Written request
Give again, word for word, only the lines from the one containing "Target: locker door" through the final line.

[Point labeling examples]
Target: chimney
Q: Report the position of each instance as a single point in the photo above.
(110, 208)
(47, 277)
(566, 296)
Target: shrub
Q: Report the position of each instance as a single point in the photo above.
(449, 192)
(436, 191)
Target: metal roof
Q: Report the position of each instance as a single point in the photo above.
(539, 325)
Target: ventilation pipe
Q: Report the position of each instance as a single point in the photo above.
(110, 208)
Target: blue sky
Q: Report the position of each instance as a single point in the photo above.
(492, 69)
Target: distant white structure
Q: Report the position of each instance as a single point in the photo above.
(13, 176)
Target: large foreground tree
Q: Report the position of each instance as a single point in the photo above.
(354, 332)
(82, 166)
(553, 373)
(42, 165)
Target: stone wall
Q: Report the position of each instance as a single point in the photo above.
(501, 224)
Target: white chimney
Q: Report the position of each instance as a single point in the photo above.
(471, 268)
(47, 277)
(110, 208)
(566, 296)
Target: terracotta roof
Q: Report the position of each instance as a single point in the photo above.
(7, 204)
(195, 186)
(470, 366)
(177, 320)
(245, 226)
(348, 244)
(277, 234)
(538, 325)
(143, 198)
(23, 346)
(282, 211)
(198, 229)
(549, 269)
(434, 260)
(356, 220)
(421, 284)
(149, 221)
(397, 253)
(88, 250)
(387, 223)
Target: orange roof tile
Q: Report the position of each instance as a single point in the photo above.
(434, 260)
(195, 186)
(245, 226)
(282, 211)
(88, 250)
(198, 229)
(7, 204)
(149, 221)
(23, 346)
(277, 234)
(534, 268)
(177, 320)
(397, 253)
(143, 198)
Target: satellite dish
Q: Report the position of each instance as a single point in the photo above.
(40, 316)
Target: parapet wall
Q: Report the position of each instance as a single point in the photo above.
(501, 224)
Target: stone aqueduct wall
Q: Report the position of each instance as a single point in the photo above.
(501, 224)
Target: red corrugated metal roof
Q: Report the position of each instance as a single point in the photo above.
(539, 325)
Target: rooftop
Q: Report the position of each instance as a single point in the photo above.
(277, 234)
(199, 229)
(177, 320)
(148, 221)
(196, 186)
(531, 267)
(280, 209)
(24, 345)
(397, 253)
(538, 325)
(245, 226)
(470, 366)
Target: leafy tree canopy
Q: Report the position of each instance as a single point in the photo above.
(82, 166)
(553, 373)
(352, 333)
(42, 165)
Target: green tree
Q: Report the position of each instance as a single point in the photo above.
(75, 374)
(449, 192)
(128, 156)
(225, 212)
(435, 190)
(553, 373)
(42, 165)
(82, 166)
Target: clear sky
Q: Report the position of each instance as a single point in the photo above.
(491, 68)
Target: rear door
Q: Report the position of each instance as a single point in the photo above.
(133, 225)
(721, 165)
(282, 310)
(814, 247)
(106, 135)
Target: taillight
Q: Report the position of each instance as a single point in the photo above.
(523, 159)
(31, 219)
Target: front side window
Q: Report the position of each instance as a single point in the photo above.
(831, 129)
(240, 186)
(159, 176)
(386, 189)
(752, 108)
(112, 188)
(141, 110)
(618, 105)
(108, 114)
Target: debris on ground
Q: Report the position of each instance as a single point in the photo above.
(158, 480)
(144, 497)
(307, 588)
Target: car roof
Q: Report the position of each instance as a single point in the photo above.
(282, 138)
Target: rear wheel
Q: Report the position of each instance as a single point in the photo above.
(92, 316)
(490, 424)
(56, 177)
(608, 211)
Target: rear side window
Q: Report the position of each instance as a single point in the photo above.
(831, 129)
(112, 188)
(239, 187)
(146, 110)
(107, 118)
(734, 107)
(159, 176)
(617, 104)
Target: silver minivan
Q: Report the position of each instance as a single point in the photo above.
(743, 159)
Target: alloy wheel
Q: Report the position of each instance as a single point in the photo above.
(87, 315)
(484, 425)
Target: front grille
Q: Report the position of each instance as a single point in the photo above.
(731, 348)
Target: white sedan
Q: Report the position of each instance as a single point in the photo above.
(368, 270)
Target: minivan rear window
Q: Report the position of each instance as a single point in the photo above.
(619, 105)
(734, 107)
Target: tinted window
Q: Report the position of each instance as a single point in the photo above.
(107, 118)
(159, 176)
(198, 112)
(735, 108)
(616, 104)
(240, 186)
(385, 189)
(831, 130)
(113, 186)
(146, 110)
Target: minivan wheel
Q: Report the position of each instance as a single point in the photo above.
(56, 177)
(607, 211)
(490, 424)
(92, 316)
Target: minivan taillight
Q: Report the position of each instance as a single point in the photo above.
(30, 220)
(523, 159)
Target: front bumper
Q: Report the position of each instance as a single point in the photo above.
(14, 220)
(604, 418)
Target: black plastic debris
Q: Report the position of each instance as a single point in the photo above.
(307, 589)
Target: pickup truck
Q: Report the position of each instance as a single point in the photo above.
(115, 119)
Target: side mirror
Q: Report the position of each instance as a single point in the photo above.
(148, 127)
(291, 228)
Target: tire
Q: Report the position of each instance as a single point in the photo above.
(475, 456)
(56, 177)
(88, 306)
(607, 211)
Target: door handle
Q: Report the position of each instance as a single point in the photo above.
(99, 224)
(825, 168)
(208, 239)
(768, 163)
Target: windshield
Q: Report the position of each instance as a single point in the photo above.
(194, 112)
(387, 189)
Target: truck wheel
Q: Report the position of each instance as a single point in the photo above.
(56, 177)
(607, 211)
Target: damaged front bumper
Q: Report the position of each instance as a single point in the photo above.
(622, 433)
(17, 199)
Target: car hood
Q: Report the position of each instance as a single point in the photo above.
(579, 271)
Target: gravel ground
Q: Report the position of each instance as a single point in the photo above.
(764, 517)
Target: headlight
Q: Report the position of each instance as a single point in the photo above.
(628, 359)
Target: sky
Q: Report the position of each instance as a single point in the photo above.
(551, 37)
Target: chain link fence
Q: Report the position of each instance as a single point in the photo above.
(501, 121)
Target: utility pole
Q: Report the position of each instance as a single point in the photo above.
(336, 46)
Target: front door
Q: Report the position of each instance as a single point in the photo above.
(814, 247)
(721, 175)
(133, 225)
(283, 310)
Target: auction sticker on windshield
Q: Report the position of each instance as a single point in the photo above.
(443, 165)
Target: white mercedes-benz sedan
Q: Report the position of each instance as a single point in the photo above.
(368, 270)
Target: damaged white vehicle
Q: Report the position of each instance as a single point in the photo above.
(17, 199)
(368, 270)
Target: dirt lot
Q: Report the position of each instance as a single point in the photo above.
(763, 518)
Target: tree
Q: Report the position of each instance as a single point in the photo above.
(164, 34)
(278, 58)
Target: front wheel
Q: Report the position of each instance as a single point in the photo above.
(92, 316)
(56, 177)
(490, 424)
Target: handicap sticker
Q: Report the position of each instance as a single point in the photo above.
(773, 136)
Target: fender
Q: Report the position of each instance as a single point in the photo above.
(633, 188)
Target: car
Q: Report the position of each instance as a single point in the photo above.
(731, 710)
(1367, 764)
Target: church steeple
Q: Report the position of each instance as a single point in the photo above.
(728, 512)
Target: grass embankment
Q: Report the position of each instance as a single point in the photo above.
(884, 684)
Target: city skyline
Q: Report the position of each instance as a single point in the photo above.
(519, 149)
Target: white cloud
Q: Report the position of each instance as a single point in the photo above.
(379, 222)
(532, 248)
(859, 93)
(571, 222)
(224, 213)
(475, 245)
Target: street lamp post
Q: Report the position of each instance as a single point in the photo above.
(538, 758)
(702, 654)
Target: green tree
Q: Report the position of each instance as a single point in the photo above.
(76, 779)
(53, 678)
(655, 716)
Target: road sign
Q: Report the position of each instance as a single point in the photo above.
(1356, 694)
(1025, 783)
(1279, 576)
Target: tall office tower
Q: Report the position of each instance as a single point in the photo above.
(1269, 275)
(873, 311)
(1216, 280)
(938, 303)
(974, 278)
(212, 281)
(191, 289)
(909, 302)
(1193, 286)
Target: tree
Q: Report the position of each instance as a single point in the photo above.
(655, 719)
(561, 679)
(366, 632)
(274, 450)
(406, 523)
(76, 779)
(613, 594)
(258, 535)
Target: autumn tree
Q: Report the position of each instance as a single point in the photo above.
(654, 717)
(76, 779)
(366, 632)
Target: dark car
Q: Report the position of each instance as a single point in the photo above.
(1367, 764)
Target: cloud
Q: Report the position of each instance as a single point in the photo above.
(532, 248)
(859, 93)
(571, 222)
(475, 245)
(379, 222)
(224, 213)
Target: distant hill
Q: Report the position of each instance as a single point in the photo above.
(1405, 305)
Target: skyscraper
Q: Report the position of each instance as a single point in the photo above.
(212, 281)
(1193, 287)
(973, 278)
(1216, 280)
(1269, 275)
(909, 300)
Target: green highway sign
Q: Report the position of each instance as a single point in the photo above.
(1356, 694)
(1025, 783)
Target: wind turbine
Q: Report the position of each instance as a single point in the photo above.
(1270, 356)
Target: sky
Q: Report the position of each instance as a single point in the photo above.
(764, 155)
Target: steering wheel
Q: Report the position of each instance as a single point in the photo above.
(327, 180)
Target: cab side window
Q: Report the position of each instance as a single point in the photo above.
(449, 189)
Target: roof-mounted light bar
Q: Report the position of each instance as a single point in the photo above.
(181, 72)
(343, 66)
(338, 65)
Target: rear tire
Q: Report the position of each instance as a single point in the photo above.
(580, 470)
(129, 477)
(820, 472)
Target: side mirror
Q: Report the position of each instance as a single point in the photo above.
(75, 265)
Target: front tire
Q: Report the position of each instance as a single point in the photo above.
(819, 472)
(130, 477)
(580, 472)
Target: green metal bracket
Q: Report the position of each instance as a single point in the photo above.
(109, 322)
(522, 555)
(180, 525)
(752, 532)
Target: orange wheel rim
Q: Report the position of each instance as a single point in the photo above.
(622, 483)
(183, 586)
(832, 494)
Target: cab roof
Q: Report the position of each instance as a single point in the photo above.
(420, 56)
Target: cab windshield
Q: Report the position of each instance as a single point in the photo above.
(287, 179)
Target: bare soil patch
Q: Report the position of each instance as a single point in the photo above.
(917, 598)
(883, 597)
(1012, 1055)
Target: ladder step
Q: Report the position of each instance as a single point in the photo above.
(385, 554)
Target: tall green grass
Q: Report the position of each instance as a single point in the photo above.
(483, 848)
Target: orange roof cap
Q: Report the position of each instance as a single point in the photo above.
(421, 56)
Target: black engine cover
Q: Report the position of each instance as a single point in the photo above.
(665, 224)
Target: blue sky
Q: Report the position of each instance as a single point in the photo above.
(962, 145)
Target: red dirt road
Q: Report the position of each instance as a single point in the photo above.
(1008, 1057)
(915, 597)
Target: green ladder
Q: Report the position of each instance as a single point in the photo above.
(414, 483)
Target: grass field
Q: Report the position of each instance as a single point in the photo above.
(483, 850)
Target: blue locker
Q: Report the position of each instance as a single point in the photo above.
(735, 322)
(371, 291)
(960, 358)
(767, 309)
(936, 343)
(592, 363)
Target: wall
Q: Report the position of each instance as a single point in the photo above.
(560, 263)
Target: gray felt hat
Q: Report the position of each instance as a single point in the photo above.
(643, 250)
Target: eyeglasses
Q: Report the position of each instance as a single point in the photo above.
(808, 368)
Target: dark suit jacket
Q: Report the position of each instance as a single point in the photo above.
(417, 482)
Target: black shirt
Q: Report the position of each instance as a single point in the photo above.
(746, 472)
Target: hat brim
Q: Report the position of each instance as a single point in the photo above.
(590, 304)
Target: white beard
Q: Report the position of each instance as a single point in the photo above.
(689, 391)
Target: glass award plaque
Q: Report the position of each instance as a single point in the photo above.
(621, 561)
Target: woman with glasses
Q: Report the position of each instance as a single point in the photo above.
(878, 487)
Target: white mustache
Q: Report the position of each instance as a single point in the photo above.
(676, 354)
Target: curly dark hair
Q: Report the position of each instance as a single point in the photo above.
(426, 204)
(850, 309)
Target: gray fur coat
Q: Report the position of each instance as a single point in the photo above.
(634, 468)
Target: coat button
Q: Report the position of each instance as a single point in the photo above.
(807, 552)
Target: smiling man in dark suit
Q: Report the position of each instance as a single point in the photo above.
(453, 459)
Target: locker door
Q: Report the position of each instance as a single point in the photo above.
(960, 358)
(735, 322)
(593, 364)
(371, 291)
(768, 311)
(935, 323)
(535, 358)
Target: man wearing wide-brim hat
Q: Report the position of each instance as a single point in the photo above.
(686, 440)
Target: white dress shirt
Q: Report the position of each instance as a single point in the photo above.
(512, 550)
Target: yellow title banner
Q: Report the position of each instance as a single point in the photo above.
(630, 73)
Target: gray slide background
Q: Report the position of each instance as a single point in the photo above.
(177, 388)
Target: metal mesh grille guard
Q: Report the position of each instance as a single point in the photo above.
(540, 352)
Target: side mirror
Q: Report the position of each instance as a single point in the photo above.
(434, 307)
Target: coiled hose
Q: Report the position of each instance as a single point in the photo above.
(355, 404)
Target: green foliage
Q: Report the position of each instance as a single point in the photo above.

Exercise result
Target: locker door
Q: Report the position of each instance as a single point in the photo above.
(960, 358)
(735, 322)
(593, 364)
(371, 291)
(768, 311)
(935, 323)
(535, 358)
Target: man wearing wide-brim hat
Q: Report the position of each instance as a single point in the photo above.
(686, 440)
Target: white dress shirt
Q: Report the position of each instance as a single point in the photo above.
(512, 550)
Target: yellow title banner
Q: Report the position of each instance as a single point in the photo above.
(630, 73)
Target: gray slide background
Q: Report the position of each instance as a single point in the photo above.
(177, 388)
Target: metal mesh grille guard
Q: Report the position of each instance as a single point in the photo above.
(540, 352)
Target: side mirror
Q: Report the position of each instance as a single point in the photo above.
(434, 307)
Target: coiled hose
Q: Report the position of each instance as a single point in the photo above.
(355, 404)
Target: green foliage
Q: Report the position of each instance as a single point in the photo above.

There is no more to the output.